[What to produce]
Where the string "woman" shows up in a line of the records, copy that line.

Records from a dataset
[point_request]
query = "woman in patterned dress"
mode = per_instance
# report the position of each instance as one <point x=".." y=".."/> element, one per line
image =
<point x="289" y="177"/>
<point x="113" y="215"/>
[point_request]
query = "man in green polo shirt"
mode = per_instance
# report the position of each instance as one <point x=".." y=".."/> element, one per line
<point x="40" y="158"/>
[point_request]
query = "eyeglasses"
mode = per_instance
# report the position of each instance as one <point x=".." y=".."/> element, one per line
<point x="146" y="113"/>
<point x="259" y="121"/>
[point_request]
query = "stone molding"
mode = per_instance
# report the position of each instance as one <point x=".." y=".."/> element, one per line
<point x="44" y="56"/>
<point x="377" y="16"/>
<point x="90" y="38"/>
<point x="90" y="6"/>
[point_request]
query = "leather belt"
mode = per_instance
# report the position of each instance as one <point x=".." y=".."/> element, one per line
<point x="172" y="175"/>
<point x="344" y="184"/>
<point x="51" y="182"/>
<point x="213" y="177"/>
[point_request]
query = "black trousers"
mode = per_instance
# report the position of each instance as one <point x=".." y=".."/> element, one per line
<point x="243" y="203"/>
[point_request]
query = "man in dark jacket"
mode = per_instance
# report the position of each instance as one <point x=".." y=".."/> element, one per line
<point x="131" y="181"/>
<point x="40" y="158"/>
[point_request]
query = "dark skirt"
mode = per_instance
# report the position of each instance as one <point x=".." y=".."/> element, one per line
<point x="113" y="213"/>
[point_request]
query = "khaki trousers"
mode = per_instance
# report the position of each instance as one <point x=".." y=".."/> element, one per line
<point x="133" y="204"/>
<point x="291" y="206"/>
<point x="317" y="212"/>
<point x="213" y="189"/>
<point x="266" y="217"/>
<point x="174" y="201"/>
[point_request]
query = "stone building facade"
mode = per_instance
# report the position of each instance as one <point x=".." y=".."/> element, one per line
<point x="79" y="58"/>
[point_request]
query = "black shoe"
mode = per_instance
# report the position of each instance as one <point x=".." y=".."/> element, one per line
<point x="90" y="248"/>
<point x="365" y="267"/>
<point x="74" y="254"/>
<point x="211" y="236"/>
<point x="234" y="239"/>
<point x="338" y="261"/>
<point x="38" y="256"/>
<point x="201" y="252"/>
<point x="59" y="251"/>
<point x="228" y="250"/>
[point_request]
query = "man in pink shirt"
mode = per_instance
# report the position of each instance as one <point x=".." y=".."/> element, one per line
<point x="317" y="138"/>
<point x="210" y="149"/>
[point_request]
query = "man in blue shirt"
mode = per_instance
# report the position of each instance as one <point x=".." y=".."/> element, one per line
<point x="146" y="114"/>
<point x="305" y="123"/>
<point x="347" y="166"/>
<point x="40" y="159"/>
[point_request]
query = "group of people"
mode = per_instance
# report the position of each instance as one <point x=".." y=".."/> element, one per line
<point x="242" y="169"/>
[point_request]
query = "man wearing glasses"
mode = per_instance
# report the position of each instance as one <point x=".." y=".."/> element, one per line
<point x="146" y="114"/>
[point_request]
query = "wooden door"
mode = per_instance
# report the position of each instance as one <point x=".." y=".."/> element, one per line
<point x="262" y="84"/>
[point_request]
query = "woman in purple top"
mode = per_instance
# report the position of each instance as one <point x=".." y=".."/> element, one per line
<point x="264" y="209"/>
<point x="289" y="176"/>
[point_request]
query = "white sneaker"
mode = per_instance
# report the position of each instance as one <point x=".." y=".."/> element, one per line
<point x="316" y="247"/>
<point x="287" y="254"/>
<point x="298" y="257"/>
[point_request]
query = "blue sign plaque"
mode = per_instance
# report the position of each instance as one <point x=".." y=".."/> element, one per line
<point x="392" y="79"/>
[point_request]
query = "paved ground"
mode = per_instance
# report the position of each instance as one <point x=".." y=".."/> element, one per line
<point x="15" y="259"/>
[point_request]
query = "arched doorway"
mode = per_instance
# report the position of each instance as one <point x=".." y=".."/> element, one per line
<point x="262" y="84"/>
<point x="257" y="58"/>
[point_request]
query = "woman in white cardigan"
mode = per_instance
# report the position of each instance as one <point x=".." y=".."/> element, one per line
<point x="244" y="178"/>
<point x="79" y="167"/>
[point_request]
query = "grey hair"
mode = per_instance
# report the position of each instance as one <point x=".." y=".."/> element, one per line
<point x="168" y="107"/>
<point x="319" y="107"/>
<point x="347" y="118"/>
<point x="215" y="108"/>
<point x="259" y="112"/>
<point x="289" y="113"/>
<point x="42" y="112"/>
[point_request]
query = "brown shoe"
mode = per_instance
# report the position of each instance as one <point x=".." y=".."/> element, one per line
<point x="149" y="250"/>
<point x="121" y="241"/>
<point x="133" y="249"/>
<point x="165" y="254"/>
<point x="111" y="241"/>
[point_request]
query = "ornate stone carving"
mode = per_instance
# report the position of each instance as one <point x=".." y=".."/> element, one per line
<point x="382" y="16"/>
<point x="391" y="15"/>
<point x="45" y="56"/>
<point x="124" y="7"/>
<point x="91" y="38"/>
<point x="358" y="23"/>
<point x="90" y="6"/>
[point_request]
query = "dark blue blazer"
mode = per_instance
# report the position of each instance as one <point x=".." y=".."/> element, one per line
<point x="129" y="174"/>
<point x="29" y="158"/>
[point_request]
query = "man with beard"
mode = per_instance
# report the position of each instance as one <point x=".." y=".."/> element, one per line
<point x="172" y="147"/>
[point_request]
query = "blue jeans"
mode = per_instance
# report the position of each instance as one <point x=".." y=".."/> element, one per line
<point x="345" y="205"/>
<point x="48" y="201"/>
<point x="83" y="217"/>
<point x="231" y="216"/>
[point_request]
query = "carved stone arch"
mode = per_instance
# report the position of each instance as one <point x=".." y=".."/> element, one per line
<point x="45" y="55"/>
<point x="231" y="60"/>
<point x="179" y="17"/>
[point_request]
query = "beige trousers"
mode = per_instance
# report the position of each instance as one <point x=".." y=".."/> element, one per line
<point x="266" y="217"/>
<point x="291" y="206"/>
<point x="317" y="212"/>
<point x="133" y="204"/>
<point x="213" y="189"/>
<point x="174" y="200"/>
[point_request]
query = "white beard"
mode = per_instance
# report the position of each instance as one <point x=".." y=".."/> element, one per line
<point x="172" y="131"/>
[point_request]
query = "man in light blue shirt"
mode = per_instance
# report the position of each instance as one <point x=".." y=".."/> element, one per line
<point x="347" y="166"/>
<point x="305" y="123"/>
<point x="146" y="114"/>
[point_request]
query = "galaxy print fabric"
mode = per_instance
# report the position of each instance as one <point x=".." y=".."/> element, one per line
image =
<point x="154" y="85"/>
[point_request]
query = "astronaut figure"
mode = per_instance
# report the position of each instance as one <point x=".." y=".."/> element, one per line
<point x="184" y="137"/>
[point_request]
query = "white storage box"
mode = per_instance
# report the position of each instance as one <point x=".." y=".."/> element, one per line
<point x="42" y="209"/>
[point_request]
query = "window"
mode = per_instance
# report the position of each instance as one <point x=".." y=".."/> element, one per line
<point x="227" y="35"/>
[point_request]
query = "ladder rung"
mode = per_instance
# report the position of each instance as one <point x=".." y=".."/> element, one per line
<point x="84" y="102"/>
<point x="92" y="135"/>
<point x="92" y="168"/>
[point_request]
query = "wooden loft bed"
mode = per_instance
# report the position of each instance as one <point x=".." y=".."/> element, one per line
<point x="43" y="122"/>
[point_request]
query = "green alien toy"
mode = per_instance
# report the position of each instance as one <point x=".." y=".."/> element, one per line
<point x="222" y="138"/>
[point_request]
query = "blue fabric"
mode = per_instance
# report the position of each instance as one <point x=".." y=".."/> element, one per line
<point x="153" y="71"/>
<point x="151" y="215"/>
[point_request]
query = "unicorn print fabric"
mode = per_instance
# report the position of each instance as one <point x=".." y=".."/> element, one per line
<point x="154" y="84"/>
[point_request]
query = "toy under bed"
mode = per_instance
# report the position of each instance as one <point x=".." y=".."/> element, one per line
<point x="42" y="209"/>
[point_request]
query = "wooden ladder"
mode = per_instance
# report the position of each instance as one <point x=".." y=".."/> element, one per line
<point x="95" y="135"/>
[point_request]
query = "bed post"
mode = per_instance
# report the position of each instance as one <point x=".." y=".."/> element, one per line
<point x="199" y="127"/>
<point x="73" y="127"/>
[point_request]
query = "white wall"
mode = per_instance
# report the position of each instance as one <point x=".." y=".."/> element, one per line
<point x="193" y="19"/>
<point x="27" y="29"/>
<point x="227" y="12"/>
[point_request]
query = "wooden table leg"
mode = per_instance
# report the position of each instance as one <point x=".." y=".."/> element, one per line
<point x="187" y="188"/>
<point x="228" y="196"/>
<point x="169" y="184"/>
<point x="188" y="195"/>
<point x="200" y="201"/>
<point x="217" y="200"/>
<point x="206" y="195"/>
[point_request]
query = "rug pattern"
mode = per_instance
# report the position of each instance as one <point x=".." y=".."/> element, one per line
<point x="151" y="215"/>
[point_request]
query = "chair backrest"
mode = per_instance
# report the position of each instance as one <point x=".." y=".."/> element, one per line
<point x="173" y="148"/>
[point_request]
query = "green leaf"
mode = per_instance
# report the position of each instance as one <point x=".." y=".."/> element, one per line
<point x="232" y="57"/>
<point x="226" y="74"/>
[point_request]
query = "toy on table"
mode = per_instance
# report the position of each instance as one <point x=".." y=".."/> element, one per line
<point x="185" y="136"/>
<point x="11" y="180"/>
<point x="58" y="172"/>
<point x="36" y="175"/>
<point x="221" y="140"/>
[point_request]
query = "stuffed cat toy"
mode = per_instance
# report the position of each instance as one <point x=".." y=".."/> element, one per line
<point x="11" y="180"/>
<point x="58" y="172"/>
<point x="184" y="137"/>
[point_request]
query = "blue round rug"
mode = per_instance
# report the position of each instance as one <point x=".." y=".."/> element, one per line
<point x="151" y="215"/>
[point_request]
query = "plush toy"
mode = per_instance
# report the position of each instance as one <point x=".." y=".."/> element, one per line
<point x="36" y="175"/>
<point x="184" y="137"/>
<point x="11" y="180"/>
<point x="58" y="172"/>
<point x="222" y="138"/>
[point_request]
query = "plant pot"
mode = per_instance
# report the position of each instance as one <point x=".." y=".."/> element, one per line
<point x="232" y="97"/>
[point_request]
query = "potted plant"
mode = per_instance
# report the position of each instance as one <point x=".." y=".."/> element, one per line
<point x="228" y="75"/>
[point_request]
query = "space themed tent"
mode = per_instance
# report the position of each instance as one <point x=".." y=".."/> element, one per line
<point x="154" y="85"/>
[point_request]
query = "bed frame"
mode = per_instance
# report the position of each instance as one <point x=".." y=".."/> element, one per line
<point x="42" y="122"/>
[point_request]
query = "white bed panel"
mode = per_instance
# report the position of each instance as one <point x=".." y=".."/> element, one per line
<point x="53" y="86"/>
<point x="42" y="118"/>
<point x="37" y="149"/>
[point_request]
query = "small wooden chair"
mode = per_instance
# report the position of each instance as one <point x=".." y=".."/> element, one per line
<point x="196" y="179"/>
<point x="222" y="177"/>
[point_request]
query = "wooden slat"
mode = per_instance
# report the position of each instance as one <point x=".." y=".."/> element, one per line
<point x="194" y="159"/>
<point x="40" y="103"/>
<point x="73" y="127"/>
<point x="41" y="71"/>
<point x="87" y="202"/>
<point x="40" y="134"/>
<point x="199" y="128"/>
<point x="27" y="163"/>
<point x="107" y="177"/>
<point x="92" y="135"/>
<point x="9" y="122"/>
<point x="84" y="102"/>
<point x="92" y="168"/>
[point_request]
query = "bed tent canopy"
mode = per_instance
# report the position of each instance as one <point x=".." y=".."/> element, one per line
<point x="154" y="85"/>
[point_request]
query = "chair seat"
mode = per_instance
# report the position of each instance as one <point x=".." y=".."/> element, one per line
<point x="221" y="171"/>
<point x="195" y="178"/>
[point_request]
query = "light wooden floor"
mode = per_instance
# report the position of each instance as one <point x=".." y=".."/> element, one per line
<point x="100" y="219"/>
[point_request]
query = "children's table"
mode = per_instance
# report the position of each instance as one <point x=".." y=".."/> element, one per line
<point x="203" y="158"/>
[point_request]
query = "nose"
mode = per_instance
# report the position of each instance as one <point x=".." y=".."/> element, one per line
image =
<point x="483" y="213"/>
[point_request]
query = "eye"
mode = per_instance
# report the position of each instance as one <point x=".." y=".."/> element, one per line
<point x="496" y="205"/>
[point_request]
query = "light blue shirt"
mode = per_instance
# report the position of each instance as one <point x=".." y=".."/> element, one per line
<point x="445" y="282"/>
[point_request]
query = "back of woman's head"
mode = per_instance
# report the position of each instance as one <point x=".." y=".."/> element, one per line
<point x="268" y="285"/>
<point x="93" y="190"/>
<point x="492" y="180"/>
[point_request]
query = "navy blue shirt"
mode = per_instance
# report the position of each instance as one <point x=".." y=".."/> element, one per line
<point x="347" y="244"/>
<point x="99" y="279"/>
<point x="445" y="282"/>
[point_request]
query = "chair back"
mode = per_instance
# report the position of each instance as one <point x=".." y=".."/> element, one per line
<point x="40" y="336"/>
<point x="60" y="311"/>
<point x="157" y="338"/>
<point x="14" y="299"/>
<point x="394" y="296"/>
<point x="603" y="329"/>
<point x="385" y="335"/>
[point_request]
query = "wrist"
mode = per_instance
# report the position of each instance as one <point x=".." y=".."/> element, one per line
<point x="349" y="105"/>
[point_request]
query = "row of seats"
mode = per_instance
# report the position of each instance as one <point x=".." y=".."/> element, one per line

[Solution for this exercise]
query = "woman in patterned dress"
query = "woman in purple top"
query = "woman in white cardigan"
query = "back of woman's head"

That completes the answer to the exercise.